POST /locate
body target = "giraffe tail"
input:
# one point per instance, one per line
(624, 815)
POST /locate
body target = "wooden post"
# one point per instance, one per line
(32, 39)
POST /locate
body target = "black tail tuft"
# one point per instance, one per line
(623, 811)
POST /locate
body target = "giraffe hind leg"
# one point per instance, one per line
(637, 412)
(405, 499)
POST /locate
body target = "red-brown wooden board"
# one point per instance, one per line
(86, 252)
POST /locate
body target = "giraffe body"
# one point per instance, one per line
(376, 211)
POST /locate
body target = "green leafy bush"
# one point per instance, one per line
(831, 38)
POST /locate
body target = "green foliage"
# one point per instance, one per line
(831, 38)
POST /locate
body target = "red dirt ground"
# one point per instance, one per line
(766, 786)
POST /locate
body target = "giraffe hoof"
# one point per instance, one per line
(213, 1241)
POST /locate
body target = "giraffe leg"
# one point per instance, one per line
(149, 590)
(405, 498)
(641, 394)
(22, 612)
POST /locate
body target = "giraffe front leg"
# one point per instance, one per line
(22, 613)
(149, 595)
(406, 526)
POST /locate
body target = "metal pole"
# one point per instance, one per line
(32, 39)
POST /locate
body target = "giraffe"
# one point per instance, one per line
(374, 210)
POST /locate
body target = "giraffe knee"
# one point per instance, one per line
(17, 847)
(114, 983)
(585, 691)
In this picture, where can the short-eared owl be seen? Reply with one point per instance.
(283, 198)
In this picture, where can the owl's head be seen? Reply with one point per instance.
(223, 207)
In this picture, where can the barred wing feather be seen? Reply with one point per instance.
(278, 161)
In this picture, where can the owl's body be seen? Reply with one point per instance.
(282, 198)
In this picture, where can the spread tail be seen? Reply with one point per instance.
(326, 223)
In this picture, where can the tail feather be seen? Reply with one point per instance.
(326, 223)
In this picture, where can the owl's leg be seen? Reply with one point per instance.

· · · · · · ·

Extract the listing in its entirety, matching it exactly.

• [THE RESPONSE]:
POST /locate
body target = "giraffe tail"
input:
# one point per instance, one per line
(624, 815)
POST /locate
body target = "wooden post"
# one point per instance, one per line
(32, 39)
POST /locate
body target = "black tail tuft"
# one point per instance, one per line
(623, 811)
POST /locate
body target = "giraffe hind leg"
# one point per instance, one per line
(637, 412)
(405, 499)
POST /locate
body target = "red-brown wooden board"
# one point per instance, one per line
(86, 252)
POST /locate
body target = "giraffe body"
# one point per instance, one per line
(376, 211)
POST /locate
body target = "green leafy bush"
# one point per instance, one per line
(831, 38)
POST /locate
body target = "green foliage"
# one point per instance, one per line
(831, 38)
POST /locate
body target = "red dirt ground"
# one point per instance, one per line
(766, 786)
POST /locate
body target = "giraffe hoof"
# one point per instance, one per line
(213, 1241)
POST /locate
body target = "giraffe leg"
# one point per instance, one per line
(149, 590)
(405, 498)
(641, 394)
(22, 612)
POST /locate
body target = "giraffe front leg"
# one point per instance, one per line
(22, 613)
(149, 595)
(406, 526)
POST /locate
body target = "metal pole"
# one point per instance, one per line
(32, 39)
POST /locate
body target = "giraffe"
# one point per instance, one per line
(374, 210)
POST /locate
body target = "giraffe knee"
# one point per instance, one per line
(17, 847)
(114, 983)
(585, 691)
In this picture, where can the short-eared owl be seen? Reply with one point per instance.
(283, 198)
In this picture, where can the owl's head be seen? Reply with one point per instance.
(223, 207)
In this picture, where can the barred wing feather be seen? Reply with one point per instance.
(278, 161)
In this picture, where can the owl's body be seen? Reply with one point per instance.
(282, 198)
In this picture, where can the spread tail be seen? Reply with one point per instance.
(326, 223)
In this picture, where can the tail feather be seen? Reply with one point per instance.
(326, 223)
In this picture, where can the owl's leg be seen? Reply with one point per instance.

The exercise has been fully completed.